→ EXCERPT PROVIDED
After searching for the slightest bit of administration accountability and failing to find it, the Post to concludes with this lament:

The record of the past few months suggests that the administration will neither hold any senior official accountable nor change the policies that have produced this shameful record…For now the appalling truth is that there has been no remedy for the documented torture and killing of foreign prisoners by this American government.

The absence of significant public demand upon the courts and our elected representatives to put an end to this treatment and give those who are criminally culpable the severest punishment is shameful. I feel great revulsion towards this behavior and the failure of our system to do a damn thing about it. We better be careful. These are exactly the sorts of acts President George W. Bush has continually stated were the crimes of Saddam that justified American conquest of Iraq. Is it such a stretch to think new-formed enemies of America could use the same justification for reciprocal attacks?

Mosul bomb hits home

Wednesday, December 22nd, 2004

Family relative in one of the affected units

Photo by Gregory Rec of the Portland Press Herald. The Maine Army National Guard’s 133rd Engineer Battalion is based here. We have a relative by marriage who is with this unit.

Two from Maine died and several were wounded in Tuesday’s bomb attack on the mess tent in Mosul, Iraq. We know that our relative was not killed. But we have no word yet on his condition. This is gut wrenching. We send our prayers to his family, and to all of the families who must suffer through this, especially during the Christmas season.

Data records:
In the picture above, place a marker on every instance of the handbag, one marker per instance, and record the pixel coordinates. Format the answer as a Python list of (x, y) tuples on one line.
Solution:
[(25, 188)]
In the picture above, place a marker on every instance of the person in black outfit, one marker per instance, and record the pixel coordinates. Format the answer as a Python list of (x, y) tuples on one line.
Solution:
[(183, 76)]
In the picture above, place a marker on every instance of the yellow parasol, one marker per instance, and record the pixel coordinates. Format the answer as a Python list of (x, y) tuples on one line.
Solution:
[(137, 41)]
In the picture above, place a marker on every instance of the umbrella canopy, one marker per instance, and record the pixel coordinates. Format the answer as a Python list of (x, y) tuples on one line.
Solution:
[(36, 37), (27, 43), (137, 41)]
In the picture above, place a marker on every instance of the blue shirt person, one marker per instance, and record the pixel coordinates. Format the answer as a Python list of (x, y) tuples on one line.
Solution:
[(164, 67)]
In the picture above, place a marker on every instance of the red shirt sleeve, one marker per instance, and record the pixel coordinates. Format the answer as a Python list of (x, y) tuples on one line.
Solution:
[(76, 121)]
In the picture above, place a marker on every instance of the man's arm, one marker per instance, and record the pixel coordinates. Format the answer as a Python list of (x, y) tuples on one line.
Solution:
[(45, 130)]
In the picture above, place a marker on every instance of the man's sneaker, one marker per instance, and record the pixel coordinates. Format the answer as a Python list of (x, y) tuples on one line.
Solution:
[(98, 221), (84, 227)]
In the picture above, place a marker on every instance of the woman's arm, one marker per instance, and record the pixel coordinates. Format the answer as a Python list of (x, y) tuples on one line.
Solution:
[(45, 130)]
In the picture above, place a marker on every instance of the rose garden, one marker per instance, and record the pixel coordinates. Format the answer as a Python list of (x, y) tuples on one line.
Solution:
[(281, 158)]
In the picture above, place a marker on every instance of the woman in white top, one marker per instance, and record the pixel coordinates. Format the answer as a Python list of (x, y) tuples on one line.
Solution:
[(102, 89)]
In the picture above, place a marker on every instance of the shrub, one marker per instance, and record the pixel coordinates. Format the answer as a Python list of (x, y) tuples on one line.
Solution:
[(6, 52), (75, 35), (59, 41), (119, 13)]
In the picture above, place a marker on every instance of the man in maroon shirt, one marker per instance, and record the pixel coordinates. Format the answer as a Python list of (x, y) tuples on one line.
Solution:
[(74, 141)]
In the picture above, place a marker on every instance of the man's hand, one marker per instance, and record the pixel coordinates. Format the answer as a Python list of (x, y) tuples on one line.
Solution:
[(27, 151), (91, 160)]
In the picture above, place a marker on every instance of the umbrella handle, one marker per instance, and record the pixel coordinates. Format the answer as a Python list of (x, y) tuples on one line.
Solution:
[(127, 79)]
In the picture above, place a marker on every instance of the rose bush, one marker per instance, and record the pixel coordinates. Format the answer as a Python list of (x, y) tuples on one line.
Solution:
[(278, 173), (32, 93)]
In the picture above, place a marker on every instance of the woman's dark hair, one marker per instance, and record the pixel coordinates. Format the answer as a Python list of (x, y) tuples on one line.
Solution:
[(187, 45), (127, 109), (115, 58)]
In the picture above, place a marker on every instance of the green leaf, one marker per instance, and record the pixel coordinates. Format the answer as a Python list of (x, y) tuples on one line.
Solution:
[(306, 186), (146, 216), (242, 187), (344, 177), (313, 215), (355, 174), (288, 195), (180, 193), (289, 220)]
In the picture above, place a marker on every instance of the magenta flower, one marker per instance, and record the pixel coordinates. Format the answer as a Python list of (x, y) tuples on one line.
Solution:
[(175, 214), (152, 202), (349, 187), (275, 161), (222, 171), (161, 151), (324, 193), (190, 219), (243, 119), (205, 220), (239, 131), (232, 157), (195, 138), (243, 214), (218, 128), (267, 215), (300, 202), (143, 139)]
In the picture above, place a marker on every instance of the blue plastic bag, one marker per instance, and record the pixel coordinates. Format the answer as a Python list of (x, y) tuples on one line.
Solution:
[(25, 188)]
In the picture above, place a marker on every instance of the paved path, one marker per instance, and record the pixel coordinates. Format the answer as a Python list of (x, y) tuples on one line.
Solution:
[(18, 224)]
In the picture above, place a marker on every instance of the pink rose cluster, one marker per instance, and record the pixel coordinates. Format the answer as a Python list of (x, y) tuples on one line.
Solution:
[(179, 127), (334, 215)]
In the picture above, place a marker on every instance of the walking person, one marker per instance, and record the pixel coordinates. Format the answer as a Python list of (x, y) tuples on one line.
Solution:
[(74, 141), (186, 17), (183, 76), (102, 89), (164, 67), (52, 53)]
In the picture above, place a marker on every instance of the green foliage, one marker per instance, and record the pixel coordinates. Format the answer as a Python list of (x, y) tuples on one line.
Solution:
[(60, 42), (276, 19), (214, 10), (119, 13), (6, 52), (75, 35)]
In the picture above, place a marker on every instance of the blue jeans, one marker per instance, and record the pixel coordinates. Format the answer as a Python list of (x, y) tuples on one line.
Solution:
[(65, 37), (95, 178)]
---
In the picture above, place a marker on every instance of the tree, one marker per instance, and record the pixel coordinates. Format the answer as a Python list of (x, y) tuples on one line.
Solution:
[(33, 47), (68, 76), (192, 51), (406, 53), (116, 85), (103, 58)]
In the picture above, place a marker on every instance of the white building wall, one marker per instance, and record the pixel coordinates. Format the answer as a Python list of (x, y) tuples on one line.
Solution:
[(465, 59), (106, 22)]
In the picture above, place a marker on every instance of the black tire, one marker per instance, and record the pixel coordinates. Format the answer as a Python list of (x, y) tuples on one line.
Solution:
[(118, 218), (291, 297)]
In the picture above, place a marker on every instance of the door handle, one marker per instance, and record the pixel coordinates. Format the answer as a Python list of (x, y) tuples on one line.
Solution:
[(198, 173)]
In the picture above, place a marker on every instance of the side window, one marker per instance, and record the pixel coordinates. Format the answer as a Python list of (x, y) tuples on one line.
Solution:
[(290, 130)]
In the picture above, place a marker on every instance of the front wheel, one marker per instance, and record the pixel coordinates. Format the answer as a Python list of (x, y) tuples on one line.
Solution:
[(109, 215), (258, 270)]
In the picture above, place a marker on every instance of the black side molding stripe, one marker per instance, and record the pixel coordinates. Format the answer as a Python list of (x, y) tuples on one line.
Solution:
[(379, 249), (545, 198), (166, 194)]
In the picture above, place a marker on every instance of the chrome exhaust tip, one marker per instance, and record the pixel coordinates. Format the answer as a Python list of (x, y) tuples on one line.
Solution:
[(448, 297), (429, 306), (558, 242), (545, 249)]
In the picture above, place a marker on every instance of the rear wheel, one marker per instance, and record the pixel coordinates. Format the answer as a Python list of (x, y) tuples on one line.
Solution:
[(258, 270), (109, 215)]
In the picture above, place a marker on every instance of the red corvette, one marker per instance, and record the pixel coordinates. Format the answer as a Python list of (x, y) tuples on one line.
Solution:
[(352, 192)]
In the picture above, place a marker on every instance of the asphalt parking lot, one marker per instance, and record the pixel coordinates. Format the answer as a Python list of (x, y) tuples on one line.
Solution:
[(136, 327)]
* * *
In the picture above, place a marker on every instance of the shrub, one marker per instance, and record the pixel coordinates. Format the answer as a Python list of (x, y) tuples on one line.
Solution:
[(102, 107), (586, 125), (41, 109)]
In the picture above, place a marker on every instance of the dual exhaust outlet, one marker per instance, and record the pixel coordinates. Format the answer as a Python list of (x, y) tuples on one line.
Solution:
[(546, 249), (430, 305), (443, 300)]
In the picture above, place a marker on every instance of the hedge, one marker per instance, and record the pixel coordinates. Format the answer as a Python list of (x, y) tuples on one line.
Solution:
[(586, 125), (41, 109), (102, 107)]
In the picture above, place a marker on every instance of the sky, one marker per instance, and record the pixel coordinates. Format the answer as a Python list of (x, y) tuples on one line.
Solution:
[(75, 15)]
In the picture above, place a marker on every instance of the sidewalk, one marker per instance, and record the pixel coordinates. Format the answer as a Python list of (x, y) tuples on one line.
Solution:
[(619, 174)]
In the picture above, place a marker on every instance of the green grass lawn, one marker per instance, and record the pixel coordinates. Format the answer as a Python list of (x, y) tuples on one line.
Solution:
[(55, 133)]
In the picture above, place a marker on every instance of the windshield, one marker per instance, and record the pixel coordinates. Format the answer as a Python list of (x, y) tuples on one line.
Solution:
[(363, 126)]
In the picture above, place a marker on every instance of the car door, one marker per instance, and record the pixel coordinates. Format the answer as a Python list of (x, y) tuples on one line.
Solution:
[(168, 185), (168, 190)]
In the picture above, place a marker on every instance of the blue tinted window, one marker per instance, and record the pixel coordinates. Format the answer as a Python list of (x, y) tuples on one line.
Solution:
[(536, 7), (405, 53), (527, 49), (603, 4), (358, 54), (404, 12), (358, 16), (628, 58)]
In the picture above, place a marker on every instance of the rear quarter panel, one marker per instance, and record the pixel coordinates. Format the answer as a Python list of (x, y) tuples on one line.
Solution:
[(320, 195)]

→ DESCRIPTION OF THE TASK
Reproduce the stretch of the excerpt on prisoner abuse and the Mosul bombing from "Two from Maine" through "the Christmas season.", word for word.

→ WRITTEN SOLUTION
Two from Maine died and several were wounded in Tuesday’s bomb attack on the mess tent in Mosul, Iraq. We know that our relative was not killed. But we have no word yet on his condition. This is gut wrenching. We send our prayers to his family, and to all of the families who must suffer through this, especially during the Christmas season.